* Seitentext
# plasma TV und Frost/kälte



## Maroma (12. Oktober 2012)

*plasma TV und Frost/kälte*

Also habe auf einem Wochenendgplatz einen Plasmafernseher stehen da über die Wintermonate nur Spodaridisch zum Wochenendplatz gefahren wird und auch in der Zeit nicht geheizt wird wenn keiner da ist, wollte ich mal fragen wie das mit der Kälte aussieht ob die Plasma Fernseher Frost bzw Kälte vertragen können.

Mir ist natürlich bewusst das wenn die Bude wieder aufegeheizt werden muss, das man nicht sofort den Fernseher einschalten sollte wegen Kondeswasser.

Aber es geht halt nur um die Lagerung oder ob ich das Gerät lieber mit nach Hause nehmen soll über die Wintermonate.

Beim Röhrenfernseher Kühlschrank e.c.t. gabs nie Probleme.

danke im vorraus.


----------



## milesdavis (12. Oktober 2012)

*AW: plasma TV und Frost/kälte*

in der bedienungsanleitung von elektronikgeräten steht doch immer die ideale Betriebstemperatur! Aber generell mal sollte die Luftfeuchtigkeit natürlich nicht zu hoch sein.


----------



## rumor (14. Oktober 2012)

Bei Plasmas kann's ganz besonders zu Problemen kommen. LCD sind natürlich auch sehr empfindlich was Frost angeht. Abgegessenen davon ist die ganze steuerungselektronik usw nicht für "überwintern" ausgelegt.

Ich würde das Ding mitnehmen. Selbst wenn er 1 oder gar 2 Winter überlebt ist die ausfallwahrscheinlichkeit extrem hoch.

* Bereitgestellte Liste
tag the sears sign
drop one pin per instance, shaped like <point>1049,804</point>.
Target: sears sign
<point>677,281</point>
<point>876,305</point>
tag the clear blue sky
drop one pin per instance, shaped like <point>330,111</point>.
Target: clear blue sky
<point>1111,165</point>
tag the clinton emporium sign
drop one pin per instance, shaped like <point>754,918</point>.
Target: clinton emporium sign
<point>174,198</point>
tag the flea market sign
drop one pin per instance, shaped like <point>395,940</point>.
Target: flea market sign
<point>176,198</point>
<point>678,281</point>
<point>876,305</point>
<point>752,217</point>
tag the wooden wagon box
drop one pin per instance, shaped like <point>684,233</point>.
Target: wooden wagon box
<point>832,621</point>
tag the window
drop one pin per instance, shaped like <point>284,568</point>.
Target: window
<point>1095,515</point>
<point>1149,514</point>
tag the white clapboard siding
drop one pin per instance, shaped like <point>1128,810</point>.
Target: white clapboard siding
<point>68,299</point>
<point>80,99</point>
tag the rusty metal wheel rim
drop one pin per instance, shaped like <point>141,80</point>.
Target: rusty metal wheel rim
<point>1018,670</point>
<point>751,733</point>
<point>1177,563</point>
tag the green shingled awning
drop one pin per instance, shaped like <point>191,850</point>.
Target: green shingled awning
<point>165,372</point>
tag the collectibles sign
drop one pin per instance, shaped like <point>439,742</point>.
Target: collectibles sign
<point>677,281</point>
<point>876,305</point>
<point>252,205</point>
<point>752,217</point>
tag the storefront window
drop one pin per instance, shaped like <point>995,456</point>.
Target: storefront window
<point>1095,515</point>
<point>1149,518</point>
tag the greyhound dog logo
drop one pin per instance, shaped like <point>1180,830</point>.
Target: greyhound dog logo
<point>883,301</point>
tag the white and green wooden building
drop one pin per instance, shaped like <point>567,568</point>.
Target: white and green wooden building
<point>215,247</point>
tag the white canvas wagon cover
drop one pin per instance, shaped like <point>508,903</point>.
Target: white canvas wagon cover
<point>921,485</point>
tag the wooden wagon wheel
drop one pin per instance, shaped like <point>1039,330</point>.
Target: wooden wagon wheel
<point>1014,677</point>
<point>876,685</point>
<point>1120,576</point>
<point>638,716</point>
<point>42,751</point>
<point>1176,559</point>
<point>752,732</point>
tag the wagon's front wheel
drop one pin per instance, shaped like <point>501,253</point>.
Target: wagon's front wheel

* Kurze Aufgabe 1
Fasse den Seitentext in zwei Sätzen zusammen.
* Kurze Aufgabe 2
Übersetze den folgenden Satz aus dem Seitentext ins Englische: „Selbst wenn er 1 oder gar 2 Winter überlebt ist die ausfallwahrscheinlichkeit extrem hoch.“
Die Liste ist eigenständiges Material und gehört nicht zum Seitentext.

* Antwort 1
Ein Nutzer fragt, ob ein Plasmafernseher, der auf einem im Winter unbeheizten Wochenendplatz steht, Frost und Kälte verträgt oder ob er das Gerät über die Wintermonate besser mit nach Hause nehmen soll. In den Antworten wird auf die ideale Betriebstemperatur in der Bedienungsanleitung und eine nicht zu hohe Luftfeuchtigkeit verwiesen, und ein weiterer Nutzer rät zum Mitnehmen, weil die Ausfallwahrscheinlichkeit extrem hoch sei.

* Antwort 2
Even if it survives one or even two winters, the probability of failure is extremely high.